> [COMPITI DA SVOLGERE]:
1. Secondo il brano sul design, dove vive già la maggior parte della popolazione mondiale?
2. Per favore, aggiorna il brano sul design da "La creatività richiesta" fino a "ed esecuzione operativa." compreso, riscrivendolo con "abilità" al posto di "competenze".

> [BRANO FORNITO]:
------------

Nel settore pubblico-istituzionale è più difficile realizzare una cultura creativa. Ma non sembra vi siano molte alternative. Anche le relazioni internazionali, presumibilmente, andranno incontro ad una fase trasformativa, resa indifferibile dalle conseguenze economiche e sociali della crisi. Intorno alla sfida climatica, ad esempio, potrebbero coagularsi risorse e intelligenze per rilanciare crescita e sviluppo. Passare da un’economia linearead una circolare, in fondo, significa ripensare il design dell’intero sistema.
La creatività richiesta per pensare e gestire nuovi modelli nasce dall’incontro di competenze, culture e profili diversi. La componente multi-stakeholder sarà una direttrice fondamentale per le relazioni internazionali del futuro. Il contributo di soggetti diversi aiuta a trasformare la semplice co-operazione, cioè lo svolgimento congiunto di talune attività o funzioni, in una cum-laborazione, cioè nella condivisione dell’intero processo di pianificazione strategica ed esecuzione operativa.
Il Design insegna che un prodotto o un servizio di qualità sono sempre il frutto di un’anticipazione della realtà, grazie alla quale è possibile adattare il processo creativo alle mutate esigenze del consumatore o della società. La riconfigurazione di un sistema complesso come quello internazionale di solito avviene in maniera progressiva. Questa volta lo sarà meno di altre, perché il presente è molto veloce e il futuro è accelerato da una pandemia non ancora sconfitta. Se vogliamo anticipare il domani, bisogna iniziare a sperimentare, pur nei limiti del consentito, perché ormai è certo che “il battito di una farfalla in Brasile”, per dirla con Edward Lorenz, “può scatenare un uragano in Texas”.
La comunità internazionale deve occuparsi delle sfide che attendono l’umanità. Per farlo, occorre affidarsi ad un nuovo design degli strumenti e delle relazioni necessarie a gestire un destino comune. Un sistema più condiviso, multi-attoriale e human centered. Sostenibile perché innovativo, e innovativo per essere sempre più sostenibile. Come quello degli spazi urbani, ad esempio, nei quali già vive la maggior parte della popolazione mondiale.
I mesi dell’emergenza sanitaria hanno “prodotto” una grande quantità di futuro. Per lo meno, a livello di previsioni e analisi. Ora tocca trasformare le lezioni apprese in progetti, come alcuni stanno già facendo. Per raggiungere nuovi traguardi, ci aspettano cambiamenti tutt’altro che facili e lineari, dall’esito incerto. Impossibili da realizzare senza processi innovativi interni voluti dai Paesi e dai loro governi. Soprattutto, poco durevoli se non accompagnati dalla formazione di persone dotate di visione creativa e di strumenti manageriali adatti a superare le zavorre del passato.
Il Coronavirus ci consegna un Mondo al tempo stesso più largo e più stretto, un Pianeta contemporaneamente più piccolo e più grande.
L’essere umano, anche in questa nuova dimensione, grazie al Design continua a modificare la Realtà, a disegnare il Futuro, perché progettare – Prodotti, Servizi, Relazioni e Sistemi – significa in fondo “confrontarsi con la Storia” (Trabucco, Design, 2015).

------------

> [ESTRATTI DEI DATI]:
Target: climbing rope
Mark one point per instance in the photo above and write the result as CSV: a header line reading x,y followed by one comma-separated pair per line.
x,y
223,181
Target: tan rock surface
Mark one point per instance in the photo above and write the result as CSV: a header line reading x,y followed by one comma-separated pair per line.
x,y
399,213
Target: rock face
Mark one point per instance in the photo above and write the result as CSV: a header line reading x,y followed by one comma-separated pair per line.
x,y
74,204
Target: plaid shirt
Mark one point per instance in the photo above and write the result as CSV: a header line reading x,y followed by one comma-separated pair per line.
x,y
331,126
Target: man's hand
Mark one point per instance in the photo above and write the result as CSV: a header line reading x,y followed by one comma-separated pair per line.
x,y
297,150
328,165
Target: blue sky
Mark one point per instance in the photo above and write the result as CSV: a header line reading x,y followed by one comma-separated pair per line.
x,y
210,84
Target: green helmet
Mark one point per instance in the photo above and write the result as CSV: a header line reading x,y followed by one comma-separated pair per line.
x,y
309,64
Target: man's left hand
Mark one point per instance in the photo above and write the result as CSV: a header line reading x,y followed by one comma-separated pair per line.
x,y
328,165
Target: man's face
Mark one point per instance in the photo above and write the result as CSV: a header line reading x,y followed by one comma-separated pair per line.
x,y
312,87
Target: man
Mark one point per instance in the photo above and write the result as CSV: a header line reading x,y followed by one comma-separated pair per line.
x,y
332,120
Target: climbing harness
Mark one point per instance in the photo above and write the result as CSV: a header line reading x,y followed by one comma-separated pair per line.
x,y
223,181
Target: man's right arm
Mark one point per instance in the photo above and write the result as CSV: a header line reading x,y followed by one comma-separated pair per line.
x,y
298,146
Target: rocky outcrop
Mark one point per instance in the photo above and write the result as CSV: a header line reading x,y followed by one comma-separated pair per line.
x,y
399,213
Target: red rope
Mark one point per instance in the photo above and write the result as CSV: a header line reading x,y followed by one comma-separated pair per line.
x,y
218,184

------------

> [RISPOSTE AI COMPITI]:
1. Negli spazi urbani.

2.
La creatività richiesta per pensare e gestire nuovi modelli nasce dall’incontro di abilità, culture e profili diversi. La componente multi-stakeholder sarà una direttrice fondamentale per le relazioni internazionali del futuro. Il contributo di soggetti diversi aiuta a trasformare la semplice co-operazione, cioè lo svolgimento congiunto di talune attività o funzioni, in una cum-laborazione, cioè nella condivisione dell’intero processo di pianificazione strategica ed esecuzione operativa.